Türkiye'de kandırıp Suriye'de savaştırıyorlar
Suriye'deki iç savaş 2 yılı aşkın
süredir devam ediyor. Türkiye'nin Suriye'deki Esad muhaliflerine verdiği destek
Batılı siyasiler ve medya tarafından da sürekli dillendirilmekte.
Bu tartışmalar sürerken
Suriye'deki cihatçı grupların Başta Adıyaman olmak üzere Bingöl, Batman, Urfa,
Diyarbakır ve Bitlis'teki gençlerin savaşmak üzere Suriye'ye götürüldüğü ortaya
çıktı.
Konuyla ilgili Radikal gazetesinden
İdris Emen'in haberi şöyle:
Suriye ’de yaşanan iç savaşta
Türkiye ’nin çetelere yardım ettiği iddiaları tartışılırken, başta Adıyaman
olmak üzere Bingöl, Batman, Urfa, Diyarbakır ve Bitlis’ten 18 ile 30 yaş
arasındaki gençlerin savaşmak üzere Suriye’ye götürüldüğü ortaya çıktı.
Adıyaman’da şehir merkezine yerleşen El-Kaide, El Nusra, Ashar Es Şam ve Esad
yanlısı gruplar, ‘cihat’ ya da para karşılığında gençleri Kilis, Hatay ve
Şanlıurfa üzerinden 15 kişilik gruplar halinde Suriye’ye götürüyor. Adıyaman’da
yaklaşık 200 kişinin Suriye’ye gittiği öne sürülüyor. Ailelerse Suriye’nin
değişik bölgelerindeki kampları tek tek gezip çocuklarını bulmaya çalışıyor.
Çete liderleri çocuklarını almaya gelen ailelerden fidye istiyor, çocuklarını
ölümle tehdit ediyor. Fidye ödeyip oğlunu geri getirmeyi başaranlar da var.
Günlerdir iz sürerek yaptığımız araştırma sonucunda çocukları Adıyaman’dan
Suriye’ye giden dört aile bulduk. İlk görüşmeyi, 2 Eylül’de üniversiteye kayıt
yapmak bahanesiyle evden çıkan ve Halep’e giden ikizler Ö.D. ile M.G.D.’nin
babası M.D.’yle yapıyoruz. Şunları anlatıyor:
Şiddet içeren videolar
“Geçen sene çocuklarım üniversite
sınavına hazırlanırken geceleri ders çalışma bahanesiyle evden çıkıyorlardı.

-- -- --

Yapılacak alıştırmalar:
• a. Suriye'ye götürülen gençlerle ilgili habere göre Adıyaman'dan yaklaşık kaç kişinin Suriye'ye gittiği öne sürülüyor?
• b. Suriye'ye götürülen gençlerle ilgili haberi son cümlesinden sonra sürdürün.

Sağlanan bilgiler:
-- -- --

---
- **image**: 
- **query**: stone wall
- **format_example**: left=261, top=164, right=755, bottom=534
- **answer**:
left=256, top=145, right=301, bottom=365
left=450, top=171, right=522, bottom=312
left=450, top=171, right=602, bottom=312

-- -- --

Sıralı çıktılar:
• a. Yaklaşık 200 kişinin.

• b.
Zaman geçtikçe hareketleri değişmeye başladı. Önce sakal bıraktılar, daha sonra
kız kardeşlerine kapanmalarını söylediler. Suriye’deki iç savaşı tartışırken
bana, ‘Anlamadığınız şeyler var, İslamiyet’i anlamıyorsunuz. Bu, bir cihat ve
herkes bu cihat uğruna savaşmalı’ diyerek kızıyorlardı. Bir gün takip ettim.
Mahallede bulunan ‘Kasap Hacı’ adında birisinin evine gittiklerini gördüm. Geri
geldiklerinde neden oraya gittiklerini sordum. Din hakkında sohbet etmek için
‘Redd-i Cuma’ adında 5-6 kişilik bir grupla buluştuklarını, Müslümanlarla
ilgili videolar izlediklerini söylediler. Bir daha gitmemeleri için
tembihledim. Çocuklar bir yandan sürekli namaz kılıp dua ederken, diğer yandan
hiç camiye gitmiyorlardı. Mesela cuma namazını kılmıyorlardı, reddediyorlardı.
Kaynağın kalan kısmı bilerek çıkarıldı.